#### [Supplied data]
________________________

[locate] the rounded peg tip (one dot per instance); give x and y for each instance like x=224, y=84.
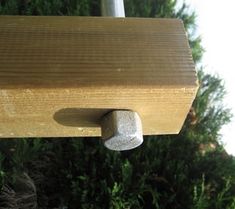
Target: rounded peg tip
x=121, y=130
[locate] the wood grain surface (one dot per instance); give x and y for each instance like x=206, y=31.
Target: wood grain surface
x=60, y=75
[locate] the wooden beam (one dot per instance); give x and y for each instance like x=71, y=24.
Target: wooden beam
x=60, y=75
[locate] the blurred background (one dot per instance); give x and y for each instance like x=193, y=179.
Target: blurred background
x=193, y=169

________________________

#### [What is asked]
Copy all the lines of data exactly as they appear, dropping any images.

#### [The reply]
[locate] the rounded peg tip (one dot per instance); give x and y for each instance like x=224, y=84.
Target: rounded peg tip
x=121, y=130
[locate] the wood grain surface (one dot per instance); give x and y for each instance like x=206, y=31.
Target: wood grain surface
x=60, y=75
[locate] the wooden beam (one dot per instance); give x and y for each instance like x=71, y=24.
Target: wooden beam
x=60, y=75
[locate] the blurred background (one dot per instance); give x and y for each instance like x=193, y=179.
Target: blurred background
x=193, y=169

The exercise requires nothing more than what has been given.